The other thing I didn't like quite so much about Rabbit Redux is that Updike seems to keen to turn Rabbit into a reflection of the American psyche. In Rabbit, Run, Rabbit was just Rabbit, and didn't need to be anymore--we could identify in him the human desires to be loved and to be free, and all the mess and complications that result from them. But in making Rabbit the prototypical American--and not the prototypical human being--Updike actually narrows his focus and Rabbit's relevance. Updike places Rabbit Redux squarely against a backdrop of social and political change and upheaval: the moon landing, Vietnam, race riots. At one point, Rabbit has a lengthy argument about Vietnam with his Stavros, his wife's paramour (who is a dove). And then, of course, the Skeeter sections. These all have their charms and their positives, but forty years later, I find this aspect of the book to be the least appealing.

Image location labeling entries
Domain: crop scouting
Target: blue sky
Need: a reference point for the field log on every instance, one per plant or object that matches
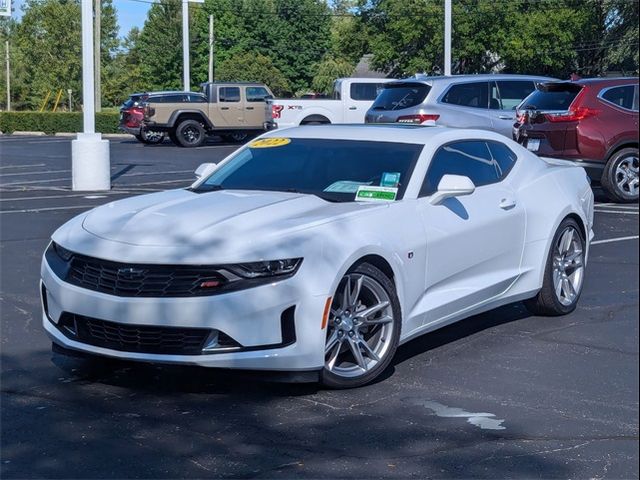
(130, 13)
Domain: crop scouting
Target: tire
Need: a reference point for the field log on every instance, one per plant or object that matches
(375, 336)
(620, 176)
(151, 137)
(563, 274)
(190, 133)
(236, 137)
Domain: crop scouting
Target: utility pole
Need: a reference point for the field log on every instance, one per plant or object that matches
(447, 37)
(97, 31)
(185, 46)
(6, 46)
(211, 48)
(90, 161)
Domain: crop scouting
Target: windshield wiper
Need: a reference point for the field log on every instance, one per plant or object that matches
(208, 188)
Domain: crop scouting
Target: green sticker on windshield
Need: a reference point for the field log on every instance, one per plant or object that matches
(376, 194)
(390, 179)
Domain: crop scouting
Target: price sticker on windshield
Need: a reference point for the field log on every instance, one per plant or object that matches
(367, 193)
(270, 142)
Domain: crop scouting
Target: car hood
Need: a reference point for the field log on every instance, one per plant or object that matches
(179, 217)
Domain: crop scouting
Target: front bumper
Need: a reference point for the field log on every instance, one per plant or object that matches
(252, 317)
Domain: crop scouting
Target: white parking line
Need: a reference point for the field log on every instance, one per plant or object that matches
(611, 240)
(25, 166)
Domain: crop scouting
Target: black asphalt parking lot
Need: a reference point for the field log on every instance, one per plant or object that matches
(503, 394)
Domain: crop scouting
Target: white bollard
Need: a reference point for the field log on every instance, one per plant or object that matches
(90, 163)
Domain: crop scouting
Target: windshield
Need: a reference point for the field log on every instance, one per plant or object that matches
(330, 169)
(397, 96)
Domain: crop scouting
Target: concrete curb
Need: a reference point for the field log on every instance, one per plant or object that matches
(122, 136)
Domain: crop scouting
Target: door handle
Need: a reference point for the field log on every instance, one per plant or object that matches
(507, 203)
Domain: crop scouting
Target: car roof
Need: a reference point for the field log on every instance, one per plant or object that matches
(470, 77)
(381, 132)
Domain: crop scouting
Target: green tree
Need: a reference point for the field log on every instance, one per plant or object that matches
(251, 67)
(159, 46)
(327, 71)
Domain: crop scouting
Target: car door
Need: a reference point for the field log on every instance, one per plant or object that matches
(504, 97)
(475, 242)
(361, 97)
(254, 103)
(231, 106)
---
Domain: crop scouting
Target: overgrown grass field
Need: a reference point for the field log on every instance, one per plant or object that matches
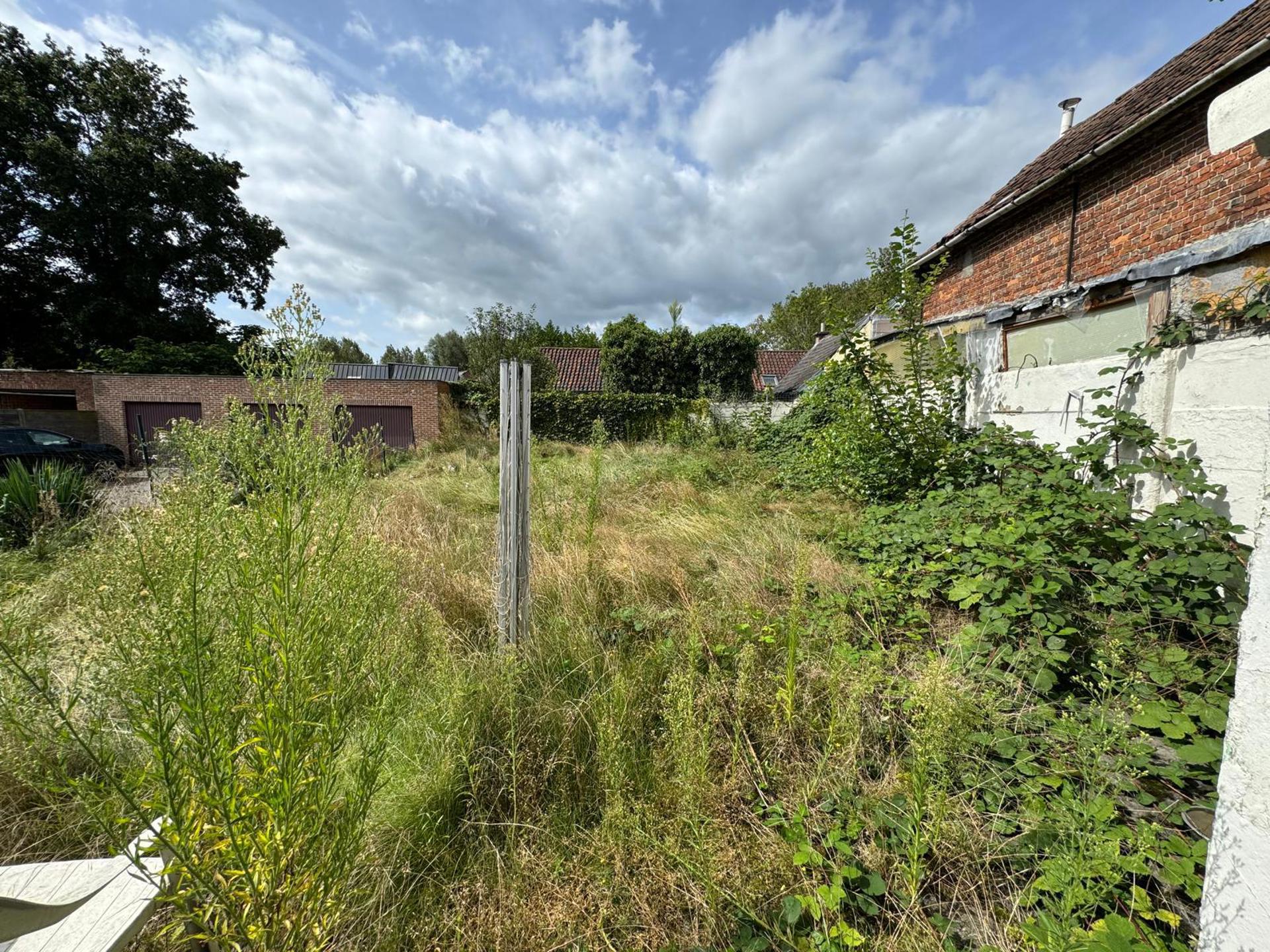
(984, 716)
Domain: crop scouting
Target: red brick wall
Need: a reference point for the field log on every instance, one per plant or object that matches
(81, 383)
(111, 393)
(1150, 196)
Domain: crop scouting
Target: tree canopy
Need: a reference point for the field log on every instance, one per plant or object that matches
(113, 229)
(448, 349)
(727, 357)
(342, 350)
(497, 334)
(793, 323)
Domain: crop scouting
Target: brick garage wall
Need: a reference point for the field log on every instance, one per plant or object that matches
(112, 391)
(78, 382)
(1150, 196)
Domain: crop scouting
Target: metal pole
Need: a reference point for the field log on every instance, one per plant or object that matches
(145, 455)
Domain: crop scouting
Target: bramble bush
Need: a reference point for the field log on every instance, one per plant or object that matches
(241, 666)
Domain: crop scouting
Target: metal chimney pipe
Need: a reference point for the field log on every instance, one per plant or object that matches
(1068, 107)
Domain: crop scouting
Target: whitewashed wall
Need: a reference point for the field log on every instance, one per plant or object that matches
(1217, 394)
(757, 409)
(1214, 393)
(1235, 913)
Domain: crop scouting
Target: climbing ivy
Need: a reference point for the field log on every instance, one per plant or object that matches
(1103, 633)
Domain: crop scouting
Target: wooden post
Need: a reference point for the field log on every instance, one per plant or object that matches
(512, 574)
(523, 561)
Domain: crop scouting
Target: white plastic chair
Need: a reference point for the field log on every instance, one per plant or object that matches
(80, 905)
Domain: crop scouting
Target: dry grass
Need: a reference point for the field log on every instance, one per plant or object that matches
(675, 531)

- Actions to take
1) Answer these questions using the Rabbit Redux review.
(a) What three events does the review list as the backdrop Updike places Rabbit Redux against?
(b) How does the review describe Stavros?
(c) According to the review, which two human desires could readers identify in Rabbit in Rabbit, Run?
2) Carry on the Rabbit Redux review from its last sentence.
The items are separate material that comes after the Rabbit Redux review.

- Response list
1)
(a) The moon landing, Vietnam, and race riots.
(b) As his wife's paramour, who is a dove.
(c) The desires to be loved and to be free.

2)
Of course, I still recommend this book strongly, if only not quite as strongly as I do Rabbit, Run. Up next: Rabbit is Rich!

7 comments:

Brent Waggoner said...

Less analysis, more scatological humor.

Brent Waggoner said...

The best thing about posting reviews here is that it makes you feel like the time you spend writing them is appreciated.

Christopher said...

Maybe we should allow comments on the Ometer?

Brent Waggoner said...

That would be cool. We need someone who can do it.

Brooke said...

Four books already! I need to hit the library.
I've read a little bit of Updike in some of my classes and can't get into him. Maybe I'll read these.

Christopher said...

Updike is fantastic.

Brent Waggoner said...

A fan!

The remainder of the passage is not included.